• **Extract provided**
Tim Amlaw, director of the American Humane Association (AHA) Farm Animal Program, reviewed the involvement of the AHA in agriculture at the recent Northeastern Conference on Avian Diseases. The AHA has a long history of participation in animal production commencing in 1877 with the introduction of the 28-hour law mandating humane transport of livestock. The AHA was instrumental in motivating the 1958 Humane Slaughter Act and more recently established standards and a certification program for housing livestock, including laying hens. At the present time, the AHA has certified 58 producers at 576 locations in all major poultry producing states.

Amlaw addressed aviaries and enriched colony cages as the most important development areas in the industry. The specific requirement for stocking density, arrangement of modules and application of adequate feeding, dust bathing and nesting were detailed and are available from the AHA.

Establishing standards and criteria for certification allows producers and equipment manufacturers to coordinate their planning, design of housing and installations and to establish programs for the orderly replacement and upgrading of existing facilities and establishing new units.

• **Data supplied**
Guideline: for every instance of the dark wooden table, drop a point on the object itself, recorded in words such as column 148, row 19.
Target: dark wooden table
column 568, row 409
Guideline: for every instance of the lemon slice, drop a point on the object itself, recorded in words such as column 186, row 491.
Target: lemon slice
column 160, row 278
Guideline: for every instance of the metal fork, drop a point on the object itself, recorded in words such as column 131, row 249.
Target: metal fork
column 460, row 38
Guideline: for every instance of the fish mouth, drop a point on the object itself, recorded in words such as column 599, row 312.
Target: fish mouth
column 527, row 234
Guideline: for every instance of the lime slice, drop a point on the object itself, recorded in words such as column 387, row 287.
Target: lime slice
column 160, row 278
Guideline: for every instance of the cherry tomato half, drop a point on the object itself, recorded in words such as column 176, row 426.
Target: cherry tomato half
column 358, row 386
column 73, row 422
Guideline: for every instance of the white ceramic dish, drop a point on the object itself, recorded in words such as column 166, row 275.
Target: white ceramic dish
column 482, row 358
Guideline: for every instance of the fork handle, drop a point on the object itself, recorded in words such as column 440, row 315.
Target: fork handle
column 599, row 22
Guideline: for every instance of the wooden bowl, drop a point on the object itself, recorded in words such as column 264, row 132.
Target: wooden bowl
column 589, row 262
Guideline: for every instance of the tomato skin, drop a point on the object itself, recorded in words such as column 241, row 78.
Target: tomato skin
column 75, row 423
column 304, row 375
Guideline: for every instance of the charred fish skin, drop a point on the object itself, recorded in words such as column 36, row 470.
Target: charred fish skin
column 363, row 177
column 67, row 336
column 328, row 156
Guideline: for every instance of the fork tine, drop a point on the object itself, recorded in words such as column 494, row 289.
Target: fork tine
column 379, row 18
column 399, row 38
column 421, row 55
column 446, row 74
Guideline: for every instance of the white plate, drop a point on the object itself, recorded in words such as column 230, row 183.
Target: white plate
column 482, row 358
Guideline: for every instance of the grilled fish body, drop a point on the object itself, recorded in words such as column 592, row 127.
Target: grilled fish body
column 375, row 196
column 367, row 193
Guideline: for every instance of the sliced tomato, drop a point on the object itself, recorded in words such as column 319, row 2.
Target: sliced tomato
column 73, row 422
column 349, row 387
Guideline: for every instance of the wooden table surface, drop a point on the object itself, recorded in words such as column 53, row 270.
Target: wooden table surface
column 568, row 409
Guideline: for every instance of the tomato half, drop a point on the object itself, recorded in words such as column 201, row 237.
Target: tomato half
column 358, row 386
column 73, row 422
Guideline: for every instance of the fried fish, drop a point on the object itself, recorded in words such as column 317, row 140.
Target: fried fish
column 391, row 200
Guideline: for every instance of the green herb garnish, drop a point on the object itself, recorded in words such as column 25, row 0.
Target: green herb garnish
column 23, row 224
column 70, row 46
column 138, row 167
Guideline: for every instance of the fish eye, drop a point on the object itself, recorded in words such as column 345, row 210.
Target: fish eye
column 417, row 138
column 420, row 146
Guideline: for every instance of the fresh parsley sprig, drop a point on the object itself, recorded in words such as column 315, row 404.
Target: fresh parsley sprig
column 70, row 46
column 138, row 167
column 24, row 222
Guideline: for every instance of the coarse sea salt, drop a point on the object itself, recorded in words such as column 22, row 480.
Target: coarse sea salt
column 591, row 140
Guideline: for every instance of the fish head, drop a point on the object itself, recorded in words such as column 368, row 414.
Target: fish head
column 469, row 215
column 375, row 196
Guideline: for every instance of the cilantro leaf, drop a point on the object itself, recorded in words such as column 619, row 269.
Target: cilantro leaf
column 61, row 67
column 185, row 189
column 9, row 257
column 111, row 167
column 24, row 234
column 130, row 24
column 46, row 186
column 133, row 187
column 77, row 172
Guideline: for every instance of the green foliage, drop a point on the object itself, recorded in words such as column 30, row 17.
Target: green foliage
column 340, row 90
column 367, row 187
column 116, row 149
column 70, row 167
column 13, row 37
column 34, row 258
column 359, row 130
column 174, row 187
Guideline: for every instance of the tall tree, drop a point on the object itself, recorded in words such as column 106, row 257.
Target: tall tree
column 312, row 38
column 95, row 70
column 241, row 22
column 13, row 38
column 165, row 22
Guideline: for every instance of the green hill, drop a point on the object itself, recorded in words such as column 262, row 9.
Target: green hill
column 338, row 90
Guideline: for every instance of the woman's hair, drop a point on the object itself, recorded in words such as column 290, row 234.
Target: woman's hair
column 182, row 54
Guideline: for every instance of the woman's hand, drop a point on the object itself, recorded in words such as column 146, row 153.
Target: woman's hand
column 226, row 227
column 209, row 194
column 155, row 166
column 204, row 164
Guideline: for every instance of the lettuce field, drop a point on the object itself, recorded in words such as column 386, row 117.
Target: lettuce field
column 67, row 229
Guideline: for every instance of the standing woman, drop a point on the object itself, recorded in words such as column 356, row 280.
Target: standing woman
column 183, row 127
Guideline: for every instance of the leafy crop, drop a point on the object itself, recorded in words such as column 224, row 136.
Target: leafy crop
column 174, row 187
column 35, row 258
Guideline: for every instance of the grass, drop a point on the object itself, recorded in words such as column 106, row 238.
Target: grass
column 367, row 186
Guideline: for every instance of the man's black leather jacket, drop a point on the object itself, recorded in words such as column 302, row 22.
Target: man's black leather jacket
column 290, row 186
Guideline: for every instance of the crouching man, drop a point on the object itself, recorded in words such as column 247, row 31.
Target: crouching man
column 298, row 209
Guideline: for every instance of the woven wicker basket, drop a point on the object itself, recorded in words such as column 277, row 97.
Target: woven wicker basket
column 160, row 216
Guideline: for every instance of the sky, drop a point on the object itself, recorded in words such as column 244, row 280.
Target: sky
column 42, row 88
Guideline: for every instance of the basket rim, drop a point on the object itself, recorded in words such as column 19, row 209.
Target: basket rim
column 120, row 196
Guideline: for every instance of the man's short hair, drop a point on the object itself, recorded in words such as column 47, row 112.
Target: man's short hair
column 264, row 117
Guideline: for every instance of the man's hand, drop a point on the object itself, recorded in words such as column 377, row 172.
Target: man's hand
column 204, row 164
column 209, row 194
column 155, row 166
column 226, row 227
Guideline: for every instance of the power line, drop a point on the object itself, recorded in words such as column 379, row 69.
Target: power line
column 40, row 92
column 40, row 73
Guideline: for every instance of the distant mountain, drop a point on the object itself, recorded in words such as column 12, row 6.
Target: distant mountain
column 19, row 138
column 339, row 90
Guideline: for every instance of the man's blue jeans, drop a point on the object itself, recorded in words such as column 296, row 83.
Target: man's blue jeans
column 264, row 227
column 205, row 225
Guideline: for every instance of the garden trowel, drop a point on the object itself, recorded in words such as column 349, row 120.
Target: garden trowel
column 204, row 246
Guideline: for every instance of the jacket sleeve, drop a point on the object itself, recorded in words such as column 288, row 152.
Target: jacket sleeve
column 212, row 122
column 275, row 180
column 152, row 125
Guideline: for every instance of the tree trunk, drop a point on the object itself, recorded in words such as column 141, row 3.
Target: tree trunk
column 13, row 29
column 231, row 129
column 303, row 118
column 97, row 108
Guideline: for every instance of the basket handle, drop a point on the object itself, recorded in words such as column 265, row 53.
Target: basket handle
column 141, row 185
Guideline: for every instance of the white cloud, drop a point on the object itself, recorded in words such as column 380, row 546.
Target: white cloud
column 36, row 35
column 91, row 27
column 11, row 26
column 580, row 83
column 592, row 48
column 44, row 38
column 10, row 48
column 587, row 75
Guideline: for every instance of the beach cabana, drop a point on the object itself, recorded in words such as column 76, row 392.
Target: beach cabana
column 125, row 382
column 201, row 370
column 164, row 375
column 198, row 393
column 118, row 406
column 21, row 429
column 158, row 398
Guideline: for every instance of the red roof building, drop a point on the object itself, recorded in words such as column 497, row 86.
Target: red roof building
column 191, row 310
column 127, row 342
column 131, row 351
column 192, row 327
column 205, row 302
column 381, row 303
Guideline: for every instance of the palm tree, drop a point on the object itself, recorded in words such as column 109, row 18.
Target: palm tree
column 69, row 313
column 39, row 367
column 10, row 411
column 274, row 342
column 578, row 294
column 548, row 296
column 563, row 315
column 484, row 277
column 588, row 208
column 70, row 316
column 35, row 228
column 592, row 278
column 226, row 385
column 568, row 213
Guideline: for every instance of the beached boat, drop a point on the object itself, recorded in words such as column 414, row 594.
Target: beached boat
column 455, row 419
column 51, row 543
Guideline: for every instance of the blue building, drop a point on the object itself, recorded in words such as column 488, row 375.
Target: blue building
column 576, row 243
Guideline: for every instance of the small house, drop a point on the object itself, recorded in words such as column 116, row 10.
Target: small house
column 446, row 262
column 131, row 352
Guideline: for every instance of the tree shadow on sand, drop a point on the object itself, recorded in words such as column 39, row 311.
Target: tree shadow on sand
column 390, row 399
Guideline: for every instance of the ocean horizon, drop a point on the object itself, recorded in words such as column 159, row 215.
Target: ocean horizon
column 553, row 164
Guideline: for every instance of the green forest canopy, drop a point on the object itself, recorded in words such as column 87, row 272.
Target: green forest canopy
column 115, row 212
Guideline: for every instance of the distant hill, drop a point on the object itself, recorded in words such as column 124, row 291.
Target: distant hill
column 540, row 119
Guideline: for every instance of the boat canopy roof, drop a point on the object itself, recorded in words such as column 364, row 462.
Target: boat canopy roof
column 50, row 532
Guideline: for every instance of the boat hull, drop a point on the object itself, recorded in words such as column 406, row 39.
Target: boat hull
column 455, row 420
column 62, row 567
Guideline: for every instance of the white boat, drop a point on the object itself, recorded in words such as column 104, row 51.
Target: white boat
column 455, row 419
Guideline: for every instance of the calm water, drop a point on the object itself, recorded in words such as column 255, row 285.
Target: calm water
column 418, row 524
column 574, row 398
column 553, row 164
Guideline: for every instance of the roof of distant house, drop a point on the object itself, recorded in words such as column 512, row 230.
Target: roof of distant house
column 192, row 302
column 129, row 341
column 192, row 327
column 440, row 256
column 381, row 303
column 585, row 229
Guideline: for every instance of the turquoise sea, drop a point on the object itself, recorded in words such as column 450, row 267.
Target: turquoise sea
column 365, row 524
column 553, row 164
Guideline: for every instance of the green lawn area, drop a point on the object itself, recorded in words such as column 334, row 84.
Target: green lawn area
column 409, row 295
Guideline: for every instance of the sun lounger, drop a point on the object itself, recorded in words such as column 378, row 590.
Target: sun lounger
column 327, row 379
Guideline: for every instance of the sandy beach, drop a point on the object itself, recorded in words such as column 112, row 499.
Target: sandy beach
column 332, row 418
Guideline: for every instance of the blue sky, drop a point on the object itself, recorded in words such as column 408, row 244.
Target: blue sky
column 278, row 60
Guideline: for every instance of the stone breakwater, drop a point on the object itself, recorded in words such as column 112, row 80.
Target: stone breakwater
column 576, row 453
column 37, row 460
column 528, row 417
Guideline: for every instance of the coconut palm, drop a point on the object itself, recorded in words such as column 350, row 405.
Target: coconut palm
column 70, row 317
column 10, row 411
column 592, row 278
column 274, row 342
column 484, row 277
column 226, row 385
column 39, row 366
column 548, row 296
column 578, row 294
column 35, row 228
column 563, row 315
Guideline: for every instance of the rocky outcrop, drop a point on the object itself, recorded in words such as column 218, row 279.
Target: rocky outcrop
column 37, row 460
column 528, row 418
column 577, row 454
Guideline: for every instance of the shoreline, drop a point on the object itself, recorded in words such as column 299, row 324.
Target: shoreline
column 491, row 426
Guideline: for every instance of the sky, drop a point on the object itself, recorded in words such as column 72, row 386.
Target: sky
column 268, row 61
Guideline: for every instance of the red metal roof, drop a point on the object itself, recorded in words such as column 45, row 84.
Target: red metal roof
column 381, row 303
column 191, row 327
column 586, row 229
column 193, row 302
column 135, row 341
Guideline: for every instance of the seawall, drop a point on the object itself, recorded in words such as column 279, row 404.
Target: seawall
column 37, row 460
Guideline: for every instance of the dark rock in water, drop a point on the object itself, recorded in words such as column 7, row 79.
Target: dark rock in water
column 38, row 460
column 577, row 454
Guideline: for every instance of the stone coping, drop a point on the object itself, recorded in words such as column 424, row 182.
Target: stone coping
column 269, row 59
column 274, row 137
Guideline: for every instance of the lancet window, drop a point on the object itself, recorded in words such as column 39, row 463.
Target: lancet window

• **Prompt A**
In the piece on the American Humane Association's Farm Animal Program, what does establishing standards and certification criteria make possible? Answer in one to three sentences.
• **Prompt B**
Print the passage of the AHA Farm Animal Program piece that falls between "Tim Amlaw, director" and "poultry producing states.", inclusive, keeping every word unchanged.
• **Prompt C**
Proceed with the piece on the AHA Farm Animal Program, picking up right after its final sentence.

• **Response area A**
It lets producers and equipment manufacturers coordinate their planning and their design of housing and installations. It also lets them set up programs to replace and upgrade existing facilities in an orderly way and to establish new units.

• **Response area B**
Tim Amlaw, director of the American Humane Association (AHA) Farm Animal Program, reviewed the involvement of the AHA in agriculture at the recent Northeastern Conference on Avian Diseases. The AHA has a long history of participation in animal production commencing in 1877 with the introduction of the 28-hour law mandating humane transport of livestock. The AHA was instrumental in motivating the 1958 Humane Slaughter Act and more recently established standards and a certification program for housing livestock, including laying hens. At the present time, the AHA has certified 58 producers at 576 locations in all major poultry producing states.

• **Response area C**
The enriched colony cage, developed in the European Union (EU), is undergoing scientific evaluation in the U.S. In view of the uncertainty of the future state welfare initiative regarding housing of hens, a number of companies have elected to install enrichable cages. These modules can function at the 67-square-inch density at the present time. If circumstances warrant, enrichments can be added and stocking density can be adjusted to 116 square inches per hen. This would allow producers to comply with customer initiatives and to conform to anticipated export regulations, harmonizing EU requirements with those in exporting countries.

Amlaw forecasts that by 2017, up to 35% of caged housing in the U.S. will be in either enriched or enrichable configurations.